_Exercise objective:_ Using the listing below, report each line holding the string "brown".

_Recorded information:_

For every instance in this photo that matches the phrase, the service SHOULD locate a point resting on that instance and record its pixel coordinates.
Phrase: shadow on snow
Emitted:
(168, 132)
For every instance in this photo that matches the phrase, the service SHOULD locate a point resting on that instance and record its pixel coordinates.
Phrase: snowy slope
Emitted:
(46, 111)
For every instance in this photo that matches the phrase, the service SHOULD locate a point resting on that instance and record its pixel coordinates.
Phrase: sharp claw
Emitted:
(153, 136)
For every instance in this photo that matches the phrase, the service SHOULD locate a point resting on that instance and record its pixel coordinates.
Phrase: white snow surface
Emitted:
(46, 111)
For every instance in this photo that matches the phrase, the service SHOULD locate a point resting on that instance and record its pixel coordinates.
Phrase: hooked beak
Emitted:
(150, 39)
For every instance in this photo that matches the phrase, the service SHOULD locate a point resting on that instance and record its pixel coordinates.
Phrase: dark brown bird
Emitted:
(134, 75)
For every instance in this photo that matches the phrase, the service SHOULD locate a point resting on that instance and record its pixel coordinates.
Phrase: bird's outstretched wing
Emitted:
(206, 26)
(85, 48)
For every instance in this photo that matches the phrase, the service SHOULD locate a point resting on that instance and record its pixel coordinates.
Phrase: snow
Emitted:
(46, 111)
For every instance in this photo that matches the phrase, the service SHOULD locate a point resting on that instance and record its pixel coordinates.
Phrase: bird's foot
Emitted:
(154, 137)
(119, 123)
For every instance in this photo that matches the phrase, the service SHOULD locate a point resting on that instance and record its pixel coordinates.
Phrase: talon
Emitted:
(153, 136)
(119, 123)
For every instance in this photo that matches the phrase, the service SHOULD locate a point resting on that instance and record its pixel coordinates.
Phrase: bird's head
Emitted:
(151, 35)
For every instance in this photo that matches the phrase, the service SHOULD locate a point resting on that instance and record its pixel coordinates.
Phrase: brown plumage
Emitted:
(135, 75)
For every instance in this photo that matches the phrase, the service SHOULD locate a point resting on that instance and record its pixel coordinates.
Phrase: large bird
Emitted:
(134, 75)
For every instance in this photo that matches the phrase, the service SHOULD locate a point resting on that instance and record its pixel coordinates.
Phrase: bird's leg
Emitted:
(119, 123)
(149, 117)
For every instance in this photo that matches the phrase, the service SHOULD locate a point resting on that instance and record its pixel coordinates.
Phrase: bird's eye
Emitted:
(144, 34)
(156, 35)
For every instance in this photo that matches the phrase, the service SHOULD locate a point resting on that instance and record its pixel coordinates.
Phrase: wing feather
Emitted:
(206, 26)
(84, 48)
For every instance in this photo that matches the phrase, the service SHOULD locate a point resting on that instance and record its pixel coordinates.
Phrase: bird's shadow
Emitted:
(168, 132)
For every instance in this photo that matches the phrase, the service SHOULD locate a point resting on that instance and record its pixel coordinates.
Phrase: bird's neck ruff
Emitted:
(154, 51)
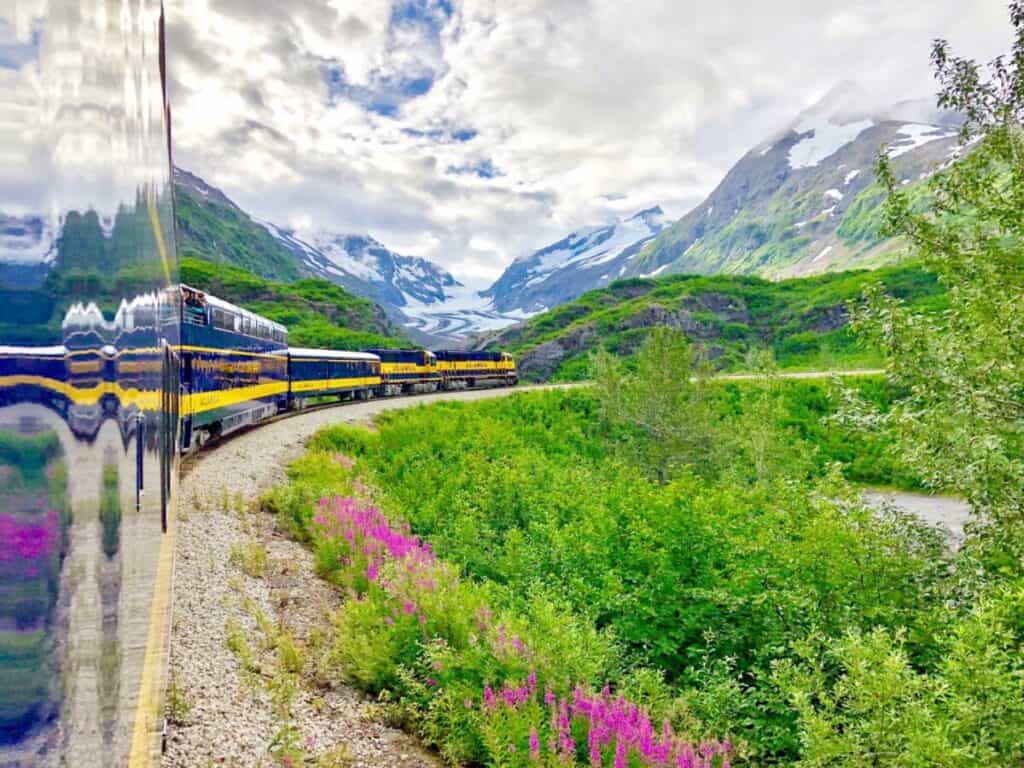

_Reply to the exercise:_
Phrase: dark brown bird
Phrase: brown plumage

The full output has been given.